▸ **Data provided**:
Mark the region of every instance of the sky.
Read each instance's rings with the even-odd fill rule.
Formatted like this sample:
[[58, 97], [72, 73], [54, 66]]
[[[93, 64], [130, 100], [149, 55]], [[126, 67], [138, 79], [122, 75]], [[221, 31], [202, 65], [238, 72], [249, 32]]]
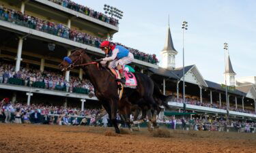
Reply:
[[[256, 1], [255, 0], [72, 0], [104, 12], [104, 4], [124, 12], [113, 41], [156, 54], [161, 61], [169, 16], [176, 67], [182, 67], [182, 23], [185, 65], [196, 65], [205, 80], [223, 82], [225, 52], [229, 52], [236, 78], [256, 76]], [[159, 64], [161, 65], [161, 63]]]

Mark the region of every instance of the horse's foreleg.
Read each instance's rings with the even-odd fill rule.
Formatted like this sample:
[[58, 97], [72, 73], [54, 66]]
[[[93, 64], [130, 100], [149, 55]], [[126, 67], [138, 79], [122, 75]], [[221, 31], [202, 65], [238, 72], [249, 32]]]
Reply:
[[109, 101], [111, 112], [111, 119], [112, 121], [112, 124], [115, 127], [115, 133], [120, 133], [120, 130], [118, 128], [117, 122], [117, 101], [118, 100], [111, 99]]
---
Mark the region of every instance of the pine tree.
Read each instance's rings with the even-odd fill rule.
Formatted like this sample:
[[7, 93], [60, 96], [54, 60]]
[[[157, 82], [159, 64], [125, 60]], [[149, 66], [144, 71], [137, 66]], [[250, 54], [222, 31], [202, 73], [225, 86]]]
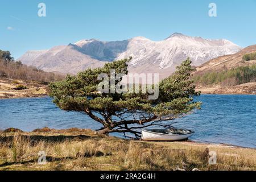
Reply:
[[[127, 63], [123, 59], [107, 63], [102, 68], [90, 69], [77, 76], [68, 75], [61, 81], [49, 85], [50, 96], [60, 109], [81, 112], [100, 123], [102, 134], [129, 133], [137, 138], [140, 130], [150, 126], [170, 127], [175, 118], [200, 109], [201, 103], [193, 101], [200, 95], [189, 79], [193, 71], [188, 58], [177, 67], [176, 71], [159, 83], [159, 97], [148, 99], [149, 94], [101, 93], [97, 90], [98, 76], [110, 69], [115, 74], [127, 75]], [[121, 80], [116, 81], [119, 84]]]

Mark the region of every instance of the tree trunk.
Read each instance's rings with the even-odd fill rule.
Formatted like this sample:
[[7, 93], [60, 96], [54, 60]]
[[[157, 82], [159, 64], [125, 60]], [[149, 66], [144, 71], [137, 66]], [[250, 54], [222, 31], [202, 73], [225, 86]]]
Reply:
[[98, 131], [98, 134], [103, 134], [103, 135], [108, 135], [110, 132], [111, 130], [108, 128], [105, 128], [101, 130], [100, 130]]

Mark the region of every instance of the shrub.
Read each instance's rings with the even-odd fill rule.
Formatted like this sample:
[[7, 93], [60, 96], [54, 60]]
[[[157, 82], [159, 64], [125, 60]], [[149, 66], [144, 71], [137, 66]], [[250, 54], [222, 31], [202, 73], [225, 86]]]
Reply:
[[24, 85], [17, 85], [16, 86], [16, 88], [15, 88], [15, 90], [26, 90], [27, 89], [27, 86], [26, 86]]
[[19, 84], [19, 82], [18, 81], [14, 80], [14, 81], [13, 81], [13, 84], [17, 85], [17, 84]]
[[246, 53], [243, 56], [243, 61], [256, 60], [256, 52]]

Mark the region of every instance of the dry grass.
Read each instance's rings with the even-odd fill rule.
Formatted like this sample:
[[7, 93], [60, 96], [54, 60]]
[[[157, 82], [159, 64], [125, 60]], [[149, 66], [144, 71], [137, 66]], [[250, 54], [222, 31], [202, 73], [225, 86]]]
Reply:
...
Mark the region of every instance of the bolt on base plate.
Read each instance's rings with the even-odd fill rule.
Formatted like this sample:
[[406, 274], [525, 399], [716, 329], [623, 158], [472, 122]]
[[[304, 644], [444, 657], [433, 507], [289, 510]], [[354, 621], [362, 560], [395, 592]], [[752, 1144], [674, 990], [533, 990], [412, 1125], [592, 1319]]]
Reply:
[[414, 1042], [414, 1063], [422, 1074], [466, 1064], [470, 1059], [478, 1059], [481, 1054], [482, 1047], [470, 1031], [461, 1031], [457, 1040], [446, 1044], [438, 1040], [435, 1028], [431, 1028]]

▸ **Do this**: Could you give the rows again, starting at the line that has "Mark the region of every instance of the sky." and stopping after the line that has "100], [111, 99]]", with "sample" swapped for "example" and everything else left as is? Omit the pictures from your answer.

▸ **Answer to the problem**:
Mark the region of every instance of the sky.
Read each instance's rings with the even-odd fill rule.
Formatted like this example:
[[58, 97], [72, 73], [54, 66]]
[[[93, 64], [130, 100], [149, 55]], [[126, 67], [138, 79], [122, 75]], [[221, 31], [202, 65], [238, 72], [249, 32]]]
Reply:
[[[256, 1], [255, 0], [72, 0], [104, 12], [104, 4], [124, 12], [113, 41], [156, 54], [161, 61], [169, 16], [176, 67], [182, 67], [182, 23], [185, 65], [196, 65], [205, 80], [223, 82], [225, 52], [229, 52], [236, 78], [256, 76]], [[159, 64], [161, 65], [161, 63]]]

Mark the region of every instance of the horse's foreleg.
Read each instance's rings with the even-odd fill rule.
Formatted like this example:
[[58, 97], [72, 73], [54, 66]]
[[[93, 64], [130, 100], [149, 55]], [[126, 67], [138, 79], [122, 75]], [[221, 31], [202, 65], [238, 72], [249, 32]]]
Reply:
[[109, 101], [111, 112], [111, 119], [112, 121], [112, 124], [115, 127], [115, 133], [120, 133], [120, 130], [118, 128], [117, 122], [117, 101], [118, 100], [111, 99]]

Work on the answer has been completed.